Your answer is the lines from the one that has "Question. The photo above holds the pink flower." through the last line of the records below, retyped exactly and alone.

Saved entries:
□ □ □ □ □
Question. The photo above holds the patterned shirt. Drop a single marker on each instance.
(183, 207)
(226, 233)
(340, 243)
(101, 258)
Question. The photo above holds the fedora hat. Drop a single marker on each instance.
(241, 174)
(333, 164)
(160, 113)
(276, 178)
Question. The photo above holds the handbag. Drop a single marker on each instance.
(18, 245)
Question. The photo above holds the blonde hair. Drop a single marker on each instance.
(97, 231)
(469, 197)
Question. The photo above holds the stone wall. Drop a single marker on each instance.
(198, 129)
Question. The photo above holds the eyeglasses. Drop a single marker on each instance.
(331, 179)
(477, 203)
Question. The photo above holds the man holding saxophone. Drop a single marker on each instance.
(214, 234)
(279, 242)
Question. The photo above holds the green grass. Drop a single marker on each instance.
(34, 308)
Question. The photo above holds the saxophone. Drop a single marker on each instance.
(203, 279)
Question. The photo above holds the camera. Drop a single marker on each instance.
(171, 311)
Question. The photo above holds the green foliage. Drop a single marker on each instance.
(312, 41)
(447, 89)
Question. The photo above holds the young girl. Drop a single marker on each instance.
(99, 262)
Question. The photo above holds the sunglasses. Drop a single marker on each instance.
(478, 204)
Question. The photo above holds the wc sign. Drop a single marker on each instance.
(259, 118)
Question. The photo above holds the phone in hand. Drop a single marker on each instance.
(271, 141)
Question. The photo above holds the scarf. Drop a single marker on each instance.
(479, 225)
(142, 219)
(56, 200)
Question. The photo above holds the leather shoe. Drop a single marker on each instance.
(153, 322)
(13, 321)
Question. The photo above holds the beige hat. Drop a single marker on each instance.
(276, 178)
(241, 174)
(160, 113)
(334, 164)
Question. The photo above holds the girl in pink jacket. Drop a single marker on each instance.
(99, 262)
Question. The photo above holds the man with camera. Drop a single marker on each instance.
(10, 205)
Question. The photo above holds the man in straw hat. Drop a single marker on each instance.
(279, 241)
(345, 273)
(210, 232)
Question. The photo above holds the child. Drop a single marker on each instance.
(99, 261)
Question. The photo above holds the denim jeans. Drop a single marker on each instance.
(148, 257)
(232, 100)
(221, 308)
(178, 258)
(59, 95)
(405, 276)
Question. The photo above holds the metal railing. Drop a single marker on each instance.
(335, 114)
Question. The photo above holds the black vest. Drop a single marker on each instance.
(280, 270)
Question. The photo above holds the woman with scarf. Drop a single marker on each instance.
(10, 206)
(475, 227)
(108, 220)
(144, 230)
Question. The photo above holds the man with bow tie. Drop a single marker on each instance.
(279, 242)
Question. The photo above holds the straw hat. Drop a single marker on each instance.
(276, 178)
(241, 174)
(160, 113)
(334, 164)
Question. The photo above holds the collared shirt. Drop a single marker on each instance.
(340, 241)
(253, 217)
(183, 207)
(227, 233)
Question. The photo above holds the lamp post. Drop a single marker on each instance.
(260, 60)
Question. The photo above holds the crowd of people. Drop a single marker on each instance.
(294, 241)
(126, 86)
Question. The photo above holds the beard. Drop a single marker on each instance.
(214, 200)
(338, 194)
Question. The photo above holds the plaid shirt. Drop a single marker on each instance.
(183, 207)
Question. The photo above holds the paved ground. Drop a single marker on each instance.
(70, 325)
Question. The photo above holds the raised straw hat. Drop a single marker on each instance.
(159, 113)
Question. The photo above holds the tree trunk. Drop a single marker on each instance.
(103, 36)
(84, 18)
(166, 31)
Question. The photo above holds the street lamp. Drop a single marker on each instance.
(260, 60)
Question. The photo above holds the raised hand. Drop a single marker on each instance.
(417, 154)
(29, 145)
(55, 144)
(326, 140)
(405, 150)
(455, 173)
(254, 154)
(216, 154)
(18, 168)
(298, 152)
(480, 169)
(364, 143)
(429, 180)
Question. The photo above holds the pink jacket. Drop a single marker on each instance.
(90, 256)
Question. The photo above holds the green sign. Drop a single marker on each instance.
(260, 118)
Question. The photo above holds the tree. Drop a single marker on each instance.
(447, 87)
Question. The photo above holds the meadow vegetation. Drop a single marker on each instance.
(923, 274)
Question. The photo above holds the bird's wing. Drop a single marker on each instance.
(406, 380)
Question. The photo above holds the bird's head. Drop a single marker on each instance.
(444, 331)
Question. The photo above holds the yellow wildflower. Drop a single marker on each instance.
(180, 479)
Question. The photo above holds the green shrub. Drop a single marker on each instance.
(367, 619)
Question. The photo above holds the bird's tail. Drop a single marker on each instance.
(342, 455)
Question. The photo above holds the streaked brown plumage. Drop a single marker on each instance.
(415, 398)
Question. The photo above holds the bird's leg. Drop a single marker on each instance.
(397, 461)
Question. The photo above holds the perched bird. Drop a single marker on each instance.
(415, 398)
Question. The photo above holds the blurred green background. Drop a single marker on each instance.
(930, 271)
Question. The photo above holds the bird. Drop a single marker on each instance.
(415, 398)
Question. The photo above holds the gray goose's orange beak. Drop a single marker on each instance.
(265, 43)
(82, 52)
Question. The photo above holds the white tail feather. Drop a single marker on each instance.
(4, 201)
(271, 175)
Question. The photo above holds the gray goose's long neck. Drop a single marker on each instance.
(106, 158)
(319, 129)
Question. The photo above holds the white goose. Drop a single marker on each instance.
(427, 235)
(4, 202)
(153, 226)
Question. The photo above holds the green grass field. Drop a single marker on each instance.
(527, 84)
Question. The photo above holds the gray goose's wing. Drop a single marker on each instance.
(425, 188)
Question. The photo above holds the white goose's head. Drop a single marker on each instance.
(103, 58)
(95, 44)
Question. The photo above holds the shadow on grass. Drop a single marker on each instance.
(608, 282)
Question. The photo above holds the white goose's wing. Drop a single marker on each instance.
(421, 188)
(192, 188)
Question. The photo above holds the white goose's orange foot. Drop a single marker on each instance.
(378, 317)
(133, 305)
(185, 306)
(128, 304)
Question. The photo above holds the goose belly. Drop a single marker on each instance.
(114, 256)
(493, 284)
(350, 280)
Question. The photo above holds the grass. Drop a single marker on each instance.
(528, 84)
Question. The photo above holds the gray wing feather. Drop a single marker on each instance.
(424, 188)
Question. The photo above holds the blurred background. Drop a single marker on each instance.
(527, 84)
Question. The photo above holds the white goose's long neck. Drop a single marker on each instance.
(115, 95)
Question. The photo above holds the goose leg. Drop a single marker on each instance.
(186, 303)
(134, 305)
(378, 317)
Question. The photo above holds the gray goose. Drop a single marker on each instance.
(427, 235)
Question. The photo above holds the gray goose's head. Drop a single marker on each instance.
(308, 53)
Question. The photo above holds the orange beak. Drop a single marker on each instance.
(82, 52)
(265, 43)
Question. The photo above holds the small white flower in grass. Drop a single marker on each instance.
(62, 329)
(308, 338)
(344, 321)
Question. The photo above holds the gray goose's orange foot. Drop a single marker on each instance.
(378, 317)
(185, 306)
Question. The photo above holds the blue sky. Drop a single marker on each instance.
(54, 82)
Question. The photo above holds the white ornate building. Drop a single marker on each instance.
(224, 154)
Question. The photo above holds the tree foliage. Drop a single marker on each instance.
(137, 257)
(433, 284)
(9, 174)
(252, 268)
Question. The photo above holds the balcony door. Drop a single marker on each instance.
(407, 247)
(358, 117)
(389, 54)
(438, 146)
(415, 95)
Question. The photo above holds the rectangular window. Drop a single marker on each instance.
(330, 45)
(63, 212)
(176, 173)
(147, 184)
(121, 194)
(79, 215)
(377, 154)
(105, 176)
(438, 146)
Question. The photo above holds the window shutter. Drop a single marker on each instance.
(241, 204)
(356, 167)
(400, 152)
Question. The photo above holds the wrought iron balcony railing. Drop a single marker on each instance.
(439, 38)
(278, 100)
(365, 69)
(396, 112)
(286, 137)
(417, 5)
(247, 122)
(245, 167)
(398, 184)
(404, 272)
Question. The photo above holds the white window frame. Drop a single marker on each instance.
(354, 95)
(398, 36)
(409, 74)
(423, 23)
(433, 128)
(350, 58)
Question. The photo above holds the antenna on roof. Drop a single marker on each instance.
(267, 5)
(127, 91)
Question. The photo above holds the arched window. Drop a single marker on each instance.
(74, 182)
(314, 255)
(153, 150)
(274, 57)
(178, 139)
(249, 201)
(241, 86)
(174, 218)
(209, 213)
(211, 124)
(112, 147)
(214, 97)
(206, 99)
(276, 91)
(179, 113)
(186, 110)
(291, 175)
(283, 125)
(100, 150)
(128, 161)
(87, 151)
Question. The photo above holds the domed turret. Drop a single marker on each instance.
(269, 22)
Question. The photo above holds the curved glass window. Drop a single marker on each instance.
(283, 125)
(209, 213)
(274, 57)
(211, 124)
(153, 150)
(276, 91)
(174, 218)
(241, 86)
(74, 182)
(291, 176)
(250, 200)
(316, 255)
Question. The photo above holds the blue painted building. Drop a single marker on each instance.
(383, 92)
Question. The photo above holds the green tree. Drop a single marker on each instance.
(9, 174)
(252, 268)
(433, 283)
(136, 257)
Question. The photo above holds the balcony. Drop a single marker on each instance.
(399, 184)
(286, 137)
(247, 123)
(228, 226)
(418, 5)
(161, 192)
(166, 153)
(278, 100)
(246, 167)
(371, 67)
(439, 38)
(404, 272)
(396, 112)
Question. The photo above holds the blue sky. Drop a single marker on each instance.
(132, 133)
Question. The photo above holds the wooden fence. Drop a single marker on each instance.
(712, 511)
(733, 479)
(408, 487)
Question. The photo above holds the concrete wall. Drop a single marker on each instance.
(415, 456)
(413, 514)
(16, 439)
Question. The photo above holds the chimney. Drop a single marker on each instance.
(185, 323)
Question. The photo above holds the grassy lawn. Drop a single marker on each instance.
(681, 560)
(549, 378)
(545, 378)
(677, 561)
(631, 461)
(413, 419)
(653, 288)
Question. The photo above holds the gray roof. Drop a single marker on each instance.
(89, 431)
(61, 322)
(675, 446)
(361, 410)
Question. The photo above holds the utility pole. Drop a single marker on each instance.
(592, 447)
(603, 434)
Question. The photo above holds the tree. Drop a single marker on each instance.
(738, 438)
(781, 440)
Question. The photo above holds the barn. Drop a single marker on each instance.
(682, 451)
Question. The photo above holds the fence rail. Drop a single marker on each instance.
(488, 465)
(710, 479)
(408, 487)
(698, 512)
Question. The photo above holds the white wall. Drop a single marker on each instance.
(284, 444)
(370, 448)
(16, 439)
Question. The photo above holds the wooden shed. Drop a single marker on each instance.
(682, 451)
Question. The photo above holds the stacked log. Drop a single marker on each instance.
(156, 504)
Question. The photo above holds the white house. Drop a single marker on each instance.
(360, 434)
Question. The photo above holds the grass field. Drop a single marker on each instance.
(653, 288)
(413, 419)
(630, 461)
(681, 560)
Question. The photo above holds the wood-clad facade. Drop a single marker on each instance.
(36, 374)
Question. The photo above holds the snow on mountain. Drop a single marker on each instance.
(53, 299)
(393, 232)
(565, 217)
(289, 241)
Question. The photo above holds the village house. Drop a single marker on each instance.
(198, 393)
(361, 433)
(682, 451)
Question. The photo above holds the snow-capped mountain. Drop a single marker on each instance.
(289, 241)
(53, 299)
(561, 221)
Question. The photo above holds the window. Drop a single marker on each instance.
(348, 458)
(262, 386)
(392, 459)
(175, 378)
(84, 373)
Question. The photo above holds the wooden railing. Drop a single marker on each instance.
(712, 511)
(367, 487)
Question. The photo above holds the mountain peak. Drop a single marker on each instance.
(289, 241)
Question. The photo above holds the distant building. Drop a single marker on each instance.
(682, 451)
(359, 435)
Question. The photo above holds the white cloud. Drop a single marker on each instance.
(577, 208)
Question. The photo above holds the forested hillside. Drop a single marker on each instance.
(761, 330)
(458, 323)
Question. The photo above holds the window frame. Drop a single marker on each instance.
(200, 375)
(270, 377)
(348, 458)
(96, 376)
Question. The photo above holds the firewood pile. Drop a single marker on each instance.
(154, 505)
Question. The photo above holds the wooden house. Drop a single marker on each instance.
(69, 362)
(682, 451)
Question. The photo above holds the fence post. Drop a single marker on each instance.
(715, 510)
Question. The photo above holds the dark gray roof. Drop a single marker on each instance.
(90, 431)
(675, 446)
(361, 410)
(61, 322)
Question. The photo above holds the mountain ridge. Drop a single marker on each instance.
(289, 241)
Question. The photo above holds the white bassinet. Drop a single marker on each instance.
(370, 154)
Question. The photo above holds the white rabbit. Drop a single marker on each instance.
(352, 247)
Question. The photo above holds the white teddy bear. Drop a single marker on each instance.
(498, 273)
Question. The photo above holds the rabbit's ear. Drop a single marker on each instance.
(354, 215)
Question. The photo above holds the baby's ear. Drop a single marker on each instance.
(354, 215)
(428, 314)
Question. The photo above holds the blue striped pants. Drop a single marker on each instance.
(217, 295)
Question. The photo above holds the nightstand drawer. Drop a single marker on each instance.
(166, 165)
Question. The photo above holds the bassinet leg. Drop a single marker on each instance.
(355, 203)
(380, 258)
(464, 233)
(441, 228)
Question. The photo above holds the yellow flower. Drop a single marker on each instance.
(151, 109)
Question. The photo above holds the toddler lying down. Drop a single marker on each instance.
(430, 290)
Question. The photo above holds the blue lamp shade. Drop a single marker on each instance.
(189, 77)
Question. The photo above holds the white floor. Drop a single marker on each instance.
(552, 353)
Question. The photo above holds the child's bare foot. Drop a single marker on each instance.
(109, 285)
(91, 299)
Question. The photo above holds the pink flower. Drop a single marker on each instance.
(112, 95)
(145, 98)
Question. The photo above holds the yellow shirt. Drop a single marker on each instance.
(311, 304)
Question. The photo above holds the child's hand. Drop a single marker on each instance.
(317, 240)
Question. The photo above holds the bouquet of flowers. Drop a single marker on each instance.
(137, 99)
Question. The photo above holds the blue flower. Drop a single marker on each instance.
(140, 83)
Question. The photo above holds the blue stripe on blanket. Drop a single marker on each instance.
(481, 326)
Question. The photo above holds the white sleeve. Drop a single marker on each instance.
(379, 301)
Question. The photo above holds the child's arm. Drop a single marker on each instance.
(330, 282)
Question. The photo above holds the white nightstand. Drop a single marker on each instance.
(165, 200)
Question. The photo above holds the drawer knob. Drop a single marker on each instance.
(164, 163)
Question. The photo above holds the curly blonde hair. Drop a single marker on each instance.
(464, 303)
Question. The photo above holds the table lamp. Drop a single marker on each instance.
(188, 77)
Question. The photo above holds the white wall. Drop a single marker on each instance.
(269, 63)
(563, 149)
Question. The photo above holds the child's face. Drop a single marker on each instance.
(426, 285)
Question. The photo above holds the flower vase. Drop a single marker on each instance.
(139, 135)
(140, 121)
□ □ □ □ □
Task answer:
Question. The photo above holds the pink flower. Drop a single marker on each instance.
(112, 95)
(145, 98)
Question. The photo above holds the yellow shirt. Drop a single marker on each instance.
(311, 304)
Question. The photo above holds the child's hand. Drop a single marker on each instance.
(317, 240)
Question. The photo above holds the bouquet of flowers. Drop a single marker on each instance.
(137, 99)
Question. The photo above holds the blue flower. Drop a single marker on each instance.
(140, 83)
Question. The photo above holds the blue stripe on blanket. Drop a single marker on each instance.
(481, 326)
Question. The photo above holds the white sleeve. Drop a single marker on each instance.
(379, 301)
Question. The photo above holds the child's arm. Drop a single marker on each instance.
(330, 282)
Question. The photo above holds the white nightstand. Drop a single marker on each instance.
(165, 200)
Question. The photo above holds the drawer knob. Drop a single marker on each instance.
(164, 163)
Question. The photo above holds the curly blonde hair. Drop a single marker on each instance.
(464, 303)
Question. The photo above holds the table lamp. Drop a single marker on each instance.
(188, 77)
Question. The photo above holds the white wall. Drop a single marker on each instance.
(269, 63)
(563, 149)
Question. The photo above holds the child's face. Drop a single marker on each instance.
(426, 285)
Question. The photo above holds the flower vase. Drop a single marker on each instance.
(139, 135)
(140, 121)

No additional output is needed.